■ Task details: Write all of the lines below out again, exactly as they stand.
___ Available records ___
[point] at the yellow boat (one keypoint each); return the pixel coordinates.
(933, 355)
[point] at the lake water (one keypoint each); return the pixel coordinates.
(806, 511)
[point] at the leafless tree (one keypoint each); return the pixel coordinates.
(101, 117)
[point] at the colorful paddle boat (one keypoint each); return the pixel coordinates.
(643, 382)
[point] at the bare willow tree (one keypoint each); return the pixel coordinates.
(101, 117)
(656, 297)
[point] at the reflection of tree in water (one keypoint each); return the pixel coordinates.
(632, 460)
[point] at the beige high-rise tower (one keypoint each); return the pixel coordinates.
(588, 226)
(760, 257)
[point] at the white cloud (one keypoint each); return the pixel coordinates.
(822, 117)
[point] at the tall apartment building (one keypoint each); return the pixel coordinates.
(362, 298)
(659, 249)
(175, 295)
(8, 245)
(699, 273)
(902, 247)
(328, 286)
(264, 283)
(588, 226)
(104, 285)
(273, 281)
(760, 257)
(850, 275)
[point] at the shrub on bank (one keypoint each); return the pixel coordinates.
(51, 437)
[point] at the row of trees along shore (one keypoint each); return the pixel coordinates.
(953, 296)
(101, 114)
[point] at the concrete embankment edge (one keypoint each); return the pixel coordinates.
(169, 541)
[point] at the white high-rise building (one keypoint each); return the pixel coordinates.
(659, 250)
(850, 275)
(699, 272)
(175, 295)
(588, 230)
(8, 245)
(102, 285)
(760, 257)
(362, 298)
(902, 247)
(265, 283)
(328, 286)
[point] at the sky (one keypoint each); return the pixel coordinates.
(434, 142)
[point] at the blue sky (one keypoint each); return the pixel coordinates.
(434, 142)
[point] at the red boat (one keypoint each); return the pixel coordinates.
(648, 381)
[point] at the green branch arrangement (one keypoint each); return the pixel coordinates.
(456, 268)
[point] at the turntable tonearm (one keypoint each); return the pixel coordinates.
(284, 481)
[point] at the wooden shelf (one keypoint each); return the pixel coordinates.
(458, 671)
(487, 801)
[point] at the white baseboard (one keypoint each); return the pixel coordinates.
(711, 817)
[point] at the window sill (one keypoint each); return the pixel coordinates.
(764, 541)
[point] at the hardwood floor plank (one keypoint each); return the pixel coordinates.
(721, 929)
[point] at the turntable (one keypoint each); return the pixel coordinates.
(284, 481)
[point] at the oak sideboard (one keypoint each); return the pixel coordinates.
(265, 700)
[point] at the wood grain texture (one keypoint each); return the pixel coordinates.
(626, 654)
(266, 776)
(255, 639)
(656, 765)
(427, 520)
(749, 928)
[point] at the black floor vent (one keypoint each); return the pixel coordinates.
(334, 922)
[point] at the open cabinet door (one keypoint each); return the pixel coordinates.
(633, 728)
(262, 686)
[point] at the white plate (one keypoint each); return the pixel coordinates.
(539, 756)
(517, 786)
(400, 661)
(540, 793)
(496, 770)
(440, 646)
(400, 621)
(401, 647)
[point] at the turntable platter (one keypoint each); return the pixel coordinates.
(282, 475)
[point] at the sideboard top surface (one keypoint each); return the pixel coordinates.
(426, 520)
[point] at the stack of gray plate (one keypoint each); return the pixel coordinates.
___
■ Reply to the exercise:
[point] at the yellow boat (one keypoint each); return the pixel coordinates.
(933, 355)
[point] at the lake water (one keypoint each); return the pixel coordinates.
(806, 511)
[point] at the leafless tree (one keypoint each); return the pixel coordinates.
(101, 117)
[point] at the colorful paddle boat (one keypoint each); return the pixel coordinates.
(643, 382)
[point] at the bare willow tree (one keypoint each); return the pixel coordinates.
(101, 117)
(656, 297)
[point] at the reflection of tree in water (one keypoint each); return the pixel coordinates.
(632, 460)
[point] at the beige high-rise tower (one keypoint each); return the pixel coordinates.
(588, 226)
(760, 257)
[point] at the white cloud (one keypoint each); return the pixel coordinates.
(822, 117)
[point] at the tall apartment building (one keypoint each); return the pixel coordinates.
(362, 298)
(659, 249)
(175, 295)
(8, 245)
(699, 273)
(902, 247)
(328, 286)
(264, 283)
(588, 226)
(104, 285)
(273, 281)
(760, 257)
(850, 275)
[point] at the shrub on bank (one keypoint each); return the pixel coordinates.
(51, 437)
[point] at the row of trees along shore (one keypoint each); return the pixel coordinates.
(953, 296)
(101, 114)
[point] at the concrete embankment edge (one keypoint each); return the pixel coordinates.
(169, 541)
[point] at the white high-rise building (one keypoint each); return the pixel coordinates.
(659, 250)
(850, 275)
(699, 272)
(175, 295)
(588, 230)
(8, 245)
(102, 285)
(760, 257)
(362, 298)
(902, 247)
(265, 283)
(328, 286)
[point] at the sky (one keypoint each); return the pixel coordinates.
(434, 142)
[point] at the blue sky (one keypoint each); return the pixel coordinates.
(434, 142)
[point] at the red boat (one keypoint each); return the pixel coordinates.
(648, 381)
[point] at the green branch arrangement (one keypoint each); return the pixel coordinates.
(456, 268)
[point] at the turntable tonearm (one keypoint each); return the pixel coordinates.
(284, 481)
[point] at the wooden shelf (one keypoint each); return the pixel coordinates.
(458, 671)
(487, 801)
[point] at the white baseboard (one keypoint each); return the pixel coordinates.
(711, 817)
[point] at the window sill (one keypoint each); return the pixel coordinates.
(764, 541)
[point] at the hardwood floor plank (one keypoint each); return the pixel coordinates.
(721, 929)
[point] at the turntable (one keypoint each); return the pixel coordinates.
(284, 481)
[point] at the oak sideboard (one keypoint each); return the pixel coordinates.
(265, 700)
[point] at the wood grain texture (one keypoint each); return the pixel coordinates.
(626, 654)
(266, 776)
(255, 639)
(656, 765)
(427, 520)
(749, 928)
[point] at the black floor vent (one keypoint each); return the pixel coordinates.
(334, 922)
[point] at the open cabinet door (one keypoint each); return the pixel coordinates.
(633, 728)
(262, 686)
[point] at the white plate (one keypoint each); return the pixel coordinates.
(539, 756)
(517, 786)
(400, 661)
(540, 793)
(496, 770)
(440, 646)
(400, 621)
(401, 647)
[point] at the turntable platter (one keypoint each); return the pixel coordinates.
(282, 475)
[point] at the sideboard top surface (one keypoint each); return the pixel coordinates.
(426, 520)
[point] at the stack of gray plate (one keypoint each); return the pixel coordinates.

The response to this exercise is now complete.